_Given problem_.
Update all of the records below by replacing each "Extract" with "Locate" and keeping everything else the same. Omit the pictures from your answer.
>> START
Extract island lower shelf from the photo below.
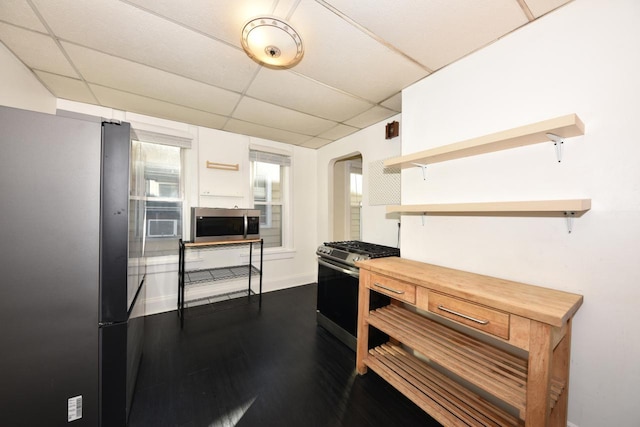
[364,344,524,427]
[356,257,583,427]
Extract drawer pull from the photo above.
[438,305,489,325]
[373,283,404,295]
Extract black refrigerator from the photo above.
[0,106,145,427]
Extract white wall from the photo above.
[0,43,56,114]
[317,115,403,247]
[401,0,640,427]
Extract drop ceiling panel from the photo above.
[318,124,360,141]
[62,43,240,115]
[29,0,258,92]
[0,23,78,77]
[300,138,332,150]
[35,71,98,104]
[223,119,310,145]
[233,97,335,136]
[345,107,398,129]
[326,0,528,70]
[0,0,567,147]
[380,92,402,112]
[89,84,230,129]
[0,0,47,33]
[290,0,425,103]
[525,0,570,18]
[129,0,274,47]
[247,68,371,121]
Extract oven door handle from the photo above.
[318,258,360,278]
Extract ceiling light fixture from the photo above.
[242,16,304,69]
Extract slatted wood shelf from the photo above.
[364,344,524,427]
[369,305,564,418]
[384,114,584,169]
[387,199,591,217]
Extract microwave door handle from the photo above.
[243,214,249,239]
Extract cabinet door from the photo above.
[197,129,250,199]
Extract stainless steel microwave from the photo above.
[191,208,260,242]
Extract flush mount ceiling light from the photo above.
[242,16,304,69]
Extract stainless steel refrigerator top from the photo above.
[0,107,144,427]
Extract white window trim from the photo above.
[246,144,295,249]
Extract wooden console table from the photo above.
[356,258,583,427]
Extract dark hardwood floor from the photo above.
[129,284,439,427]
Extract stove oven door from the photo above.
[317,258,389,351]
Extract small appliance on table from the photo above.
[316,240,400,351]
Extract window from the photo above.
[130,140,183,257]
[249,150,291,248]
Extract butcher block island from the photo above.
[356,257,583,427]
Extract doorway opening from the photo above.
[333,153,362,241]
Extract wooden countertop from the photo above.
[356,257,583,327]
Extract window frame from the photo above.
[249,146,293,252]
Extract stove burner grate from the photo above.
[324,240,400,258]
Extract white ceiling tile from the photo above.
[525,0,570,18]
[0,0,47,33]
[34,0,258,92]
[129,0,274,47]
[62,42,240,115]
[380,92,402,112]
[233,97,335,136]
[247,68,372,122]
[290,0,425,103]
[35,71,97,104]
[345,107,398,129]
[223,119,310,145]
[89,84,226,129]
[318,124,360,141]
[0,22,78,77]
[300,138,333,150]
[327,0,528,70]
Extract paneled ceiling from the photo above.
[0,0,569,148]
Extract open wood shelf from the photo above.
[387,199,591,217]
[364,344,524,426]
[369,305,564,418]
[384,114,584,169]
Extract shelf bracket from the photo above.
[547,133,564,163]
[564,211,576,234]
[411,163,427,181]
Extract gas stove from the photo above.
[316,240,400,266]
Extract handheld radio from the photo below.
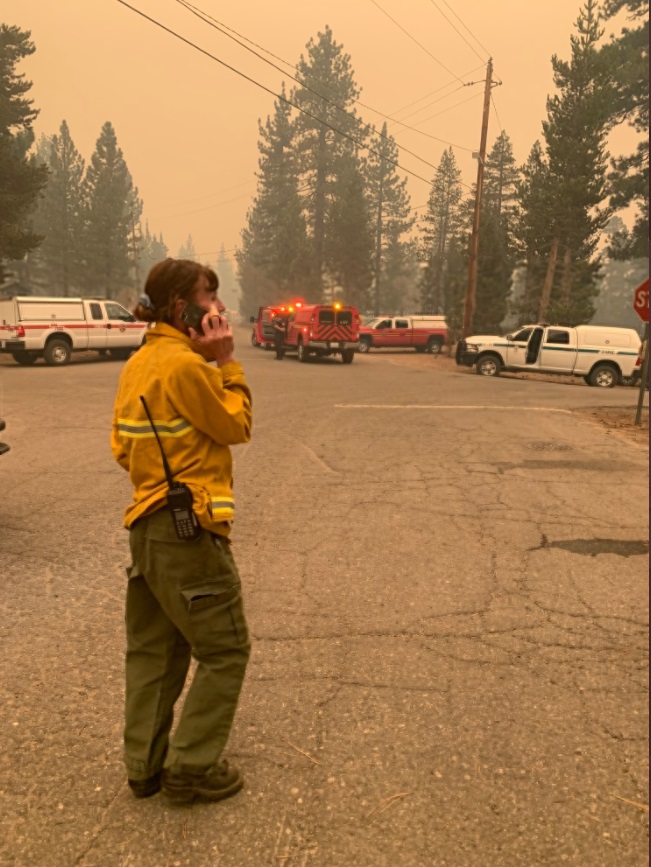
[140,395,202,542]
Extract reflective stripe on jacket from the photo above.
[111,323,251,534]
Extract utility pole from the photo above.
[373,172,384,316]
[461,58,493,340]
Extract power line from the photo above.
[154,193,251,220]
[393,63,484,114]
[176,0,472,159]
[429,0,486,63]
[400,93,483,133]
[442,0,493,57]
[371,0,463,84]
[116,0,435,184]
[168,181,255,205]
[392,84,464,129]
[491,92,504,132]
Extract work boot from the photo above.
[162,761,244,804]
[129,771,161,798]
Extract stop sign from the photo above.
[633,277,649,322]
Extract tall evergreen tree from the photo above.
[365,122,414,316]
[540,0,610,324]
[325,153,373,310]
[473,131,519,334]
[34,120,84,295]
[217,244,240,310]
[513,141,554,322]
[84,121,134,298]
[177,235,197,261]
[138,223,168,278]
[421,147,463,314]
[292,27,365,294]
[0,24,48,284]
[601,0,649,259]
[236,88,310,315]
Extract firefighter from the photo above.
[273,314,287,361]
[111,259,251,804]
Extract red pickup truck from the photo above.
[359,316,448,355]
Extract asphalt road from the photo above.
[0,332,649,867]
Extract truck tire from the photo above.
[588,364,619,388]
[11,349,38,366]
[476,353,503,376]
[43,339,72,365]
[111,347,135,361]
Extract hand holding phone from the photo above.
[181,301,206,334]
[188,305,235,365]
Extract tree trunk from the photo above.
[373,175,384,316]
[561,247,572,309]
[538,237,560,322]
[314,126,326,301]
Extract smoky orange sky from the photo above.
[2,0,636,272]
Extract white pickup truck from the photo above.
[0,295,147,365]
[457,325,642,388]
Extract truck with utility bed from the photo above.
[0,295,148,365]
[359,316,448,355]
[456,324,642,388]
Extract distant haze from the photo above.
[3,0,636,272]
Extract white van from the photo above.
[0,295,147,365]
[457,325,642,388]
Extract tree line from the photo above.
[0,0,649,331]
[236,0,649,332]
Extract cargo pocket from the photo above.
[181,581,248,656]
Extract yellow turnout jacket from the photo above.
[111,323,251,535]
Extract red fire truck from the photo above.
[359,316,448,355]
[285,301,361,364]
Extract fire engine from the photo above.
[250,300,361,364]
[285,301,361,364]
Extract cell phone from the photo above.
[181,301,208,334]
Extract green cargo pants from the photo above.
[124,509,250,780]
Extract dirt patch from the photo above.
[574,404,649,448]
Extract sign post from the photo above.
[633,277,649,425]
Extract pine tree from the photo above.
[292,27,365,294]
[473,131,519,334]
[539,0,610,325]
[217,244,240,310]
[421,147,463,314]
[600,0,649,259]
[34,120,84,295]
[365,122,414,316]
[177,235,197,261]
[325,154,373,310]
[236,88,310,315]
[138,223,168,278]
[84,121,134,298]
[0,24,48,284]
[513,141,553,322]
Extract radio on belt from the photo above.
[140,395,202,542]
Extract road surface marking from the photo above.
[335,403,572,415]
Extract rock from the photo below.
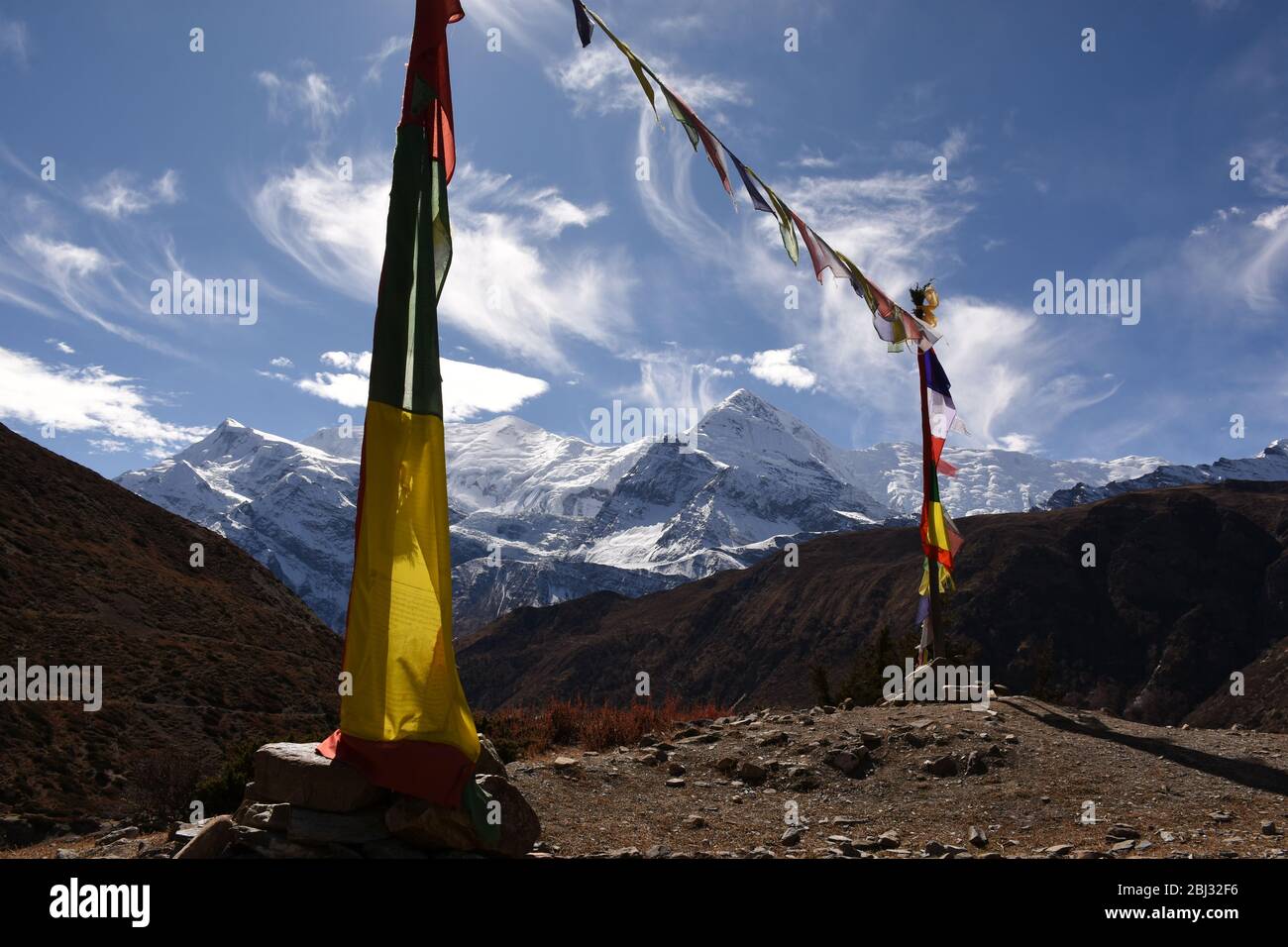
>> END
_The response_.
Locate island lower shelf from the photo below.
[364,344,524,427]
[356,257,583,427]
Locate drawer pull from the photo above.
[438,305,489,325]
[373,283,404,295]
Locate black refrigerator from the photo above.
[0,106,145,427]
Locate white wall from the photo above.
[0,43,56,114]
[317,115,403,247]
[401,0,640,427]
Locate drop ceiling panel from the photo above.
[318,124,360,141]
[62,43,240,115]
[29,0,258,92]
[0,23,78,77]
[300,138,332,150]
[35,71,98,104]
[223,119,310,145]
[233,97,335,136]
[345,107,398,129]
[326,0,528,70]
[0,0,567,147]
[380,92,402,112]
[89,84,230,129]
[0,0,47,33]
[290,0,425,103]
[525,0,570,18]
[129,0,274,47]
[247,68,371,121]
Locate oven door handle from the photo above.
[318,258,360,278]
Locate ceiling light fixture from the photo above.
[242,16,304,69]
Locate slatted wood shelf from the photo above.
[364,344,524,427]
[369,305,564,418]
[384,114,584,169]
[387,199,591,217]
Locate microwave door handle from the photo above.
[243,214,249,239]
Locate cabinet door from the photo above.
[197,129,250,199]
Locate stainless steel microwave from the photo above.
[191,208,260,242]
Locate flush mount ceiling light from the photo above.
[242,16,304,69]
Locate stainless steel refrigerator top from the photo above.
[0,107,144,427]
Locate white window trim from the photo above.
[246,144,295,249]
Locate wooden console table from the photo above.
[356,258,583,427]
Locate dark hardwood floor from the photo above.
[129,284,439,427]
Locate stove oven door from the photo above.
[317,258,389,351]
Locate small appliance on table from the photo above.
[316,240,400,351]
Locate window from the photo above.
[130,140,183,257]
[249,150,291,248]
Locate butcher block island from the photo above.
[356,257,583,427]
Locate doorway opening from the photo above.
[333,153,362,241]
Locate wooden countertop from the photo above.
[356,257,583,327]
Locate window frame from the photo above.
[249,146,293,252]
Locate stove burner grate from the photo above.
[324,240,400,258]
Locate white ceiling tile from the photo above.
[525,0,570,18]
[0,0,47,33]
[34,0,258,92]
[129,0,274,47]
[62,42,240,115]
[380,92,402,112]
[233,97,335,136]
[247,68,372,122]
[290,0,425,103]
[35,71,97,104]
[345,107,398,129]
[223,119,310,145]
[89,84,226,129]
[318,124,360,141]
[0,22,78,77]
[300,138,333,150]
[327,0,528,70]
Locate paneled ceiling from the photo above.
[0,0,569,148]
Locate open wood shelf from the photo above.
[387,199,591,217]
[364,344,524,426]
[369,305,564,418]
[384,114,584,169]
Locate shelf bracket from the photo above.
[547,133,564,163]
[564,211,576,234]
[411,163,427,181]
Locate gas stove from the photo above.
[316,240,400,266]
Locate handheld radio from the photo below.
[140,395,202,542]
Locate reflective stripe on jacket from the photo above.
[111,323,251,534]
Locate utility pole from the photo above.
[373,172,384,316]
[461,58,493,340]
Locate power line from the photo above.
[154,193,251,220]
[393,63,484,114]
[176,0,472,159]
[429,0,486,63]
[400,93,483,133]
[442,0,493,57]
[371,0,463,84]
[116,0,435,184]
[168,181,255,205]
[392,84,464,129]
[491,92,504,132]
Locate work boot from the photo above.
[162,761,244,804]
[129,771,161,798]
Locate stop sign from the photo above.
[633,277,649,322]
Locate tall evergreen tree from the photo above.
[365,122,414,316]
[540,0,610,324]
[325,153,373,310]
[473,131,519,334]
[34,120,84,295]
[217,244,240,310]
[513,141,554,322]
[84,121,134,298]
[177,235,197,261]
[138,223,168,278]
[421,147,463,314]
[292,27,365,294]
[0,24,48,284]
[601,0,649,259]
[236,88,310,315]
Locate firefighter from the photo above.
[273,314,287,361]
[111,259,251,804]
Locate red pickup truck from the photo above.
[359,316,448,355]
Locate asphalt road from the photo above.
[0,332,649,867]
Locate truck tire from the photo above.
[588,364,619,388]
[11,349,38,366]
[476,353,503,376]
[43,339,72,365]
[111,347,135,361]
Locate hand holding phone from the photo above.
[181,301,206,334]
[188,305,235,365]
Locate tree trunk from the photo above.
[373,175,384,316]
[561,247,572,309]
[538,237,560,322]
[314,126,326,301]
Locate smoky orange sky from the photo above.
[2,0,636,272]
Locate white pickup truck from the photo above.
[0,295,147,365]
[457,325,642,388]
Locate truck with utility bed from the photo above.
[0,295,148,365]
[359,316,448,355]
[456,324,642,388]
Locate distant haze from the photo above.
[3,0,636,272]
Locate white van from the photo above.
[0,295,147,365]
[457,325,642,388]
Locate tree line from the photo above.
[0,0,649,331]
[236,0,649,332]
Locate cargo pocket from the photo above.
[181,581,248,656]
Locate yellow turnout jacket from the photo above.
[111,323,251,535]
Locate red fire truck from the photo above.
[359,316,448,355]
[285,301,361,364]
Locate fire engine from the photo above.
[250,300,361,364]
[285,301,361,364]
Locate cell phone from the photo above.
[181,301,208,334]
Locate green cargo pants from the photo above.
[124,509,250,780]
Locate dirt patch from the photo above.
[574,404,649,448]
Locate sign post from the photo above.
[633,277,649,425]
Locate pine tree from the photo above.
[292,27,365,294]
[473,131,519,334]
[539,0,610,325]
[217,244,240,310]
[421,147,463,314]
[600,0,649,259]
[34,120,84,295]
[365,122,414,316]
[177,235,197,261]
[325,154,373,310]
[236,88,310,315]
[138,223,168,278]
[84,121,134,298]
[0,24,48,284]
[513,141,553,322]
Locate radio on belt from the photo above.
[140,395,202,542]
Locate road surface marking from the photo above.
[335,403,572,415]
Locate rock from the photo below.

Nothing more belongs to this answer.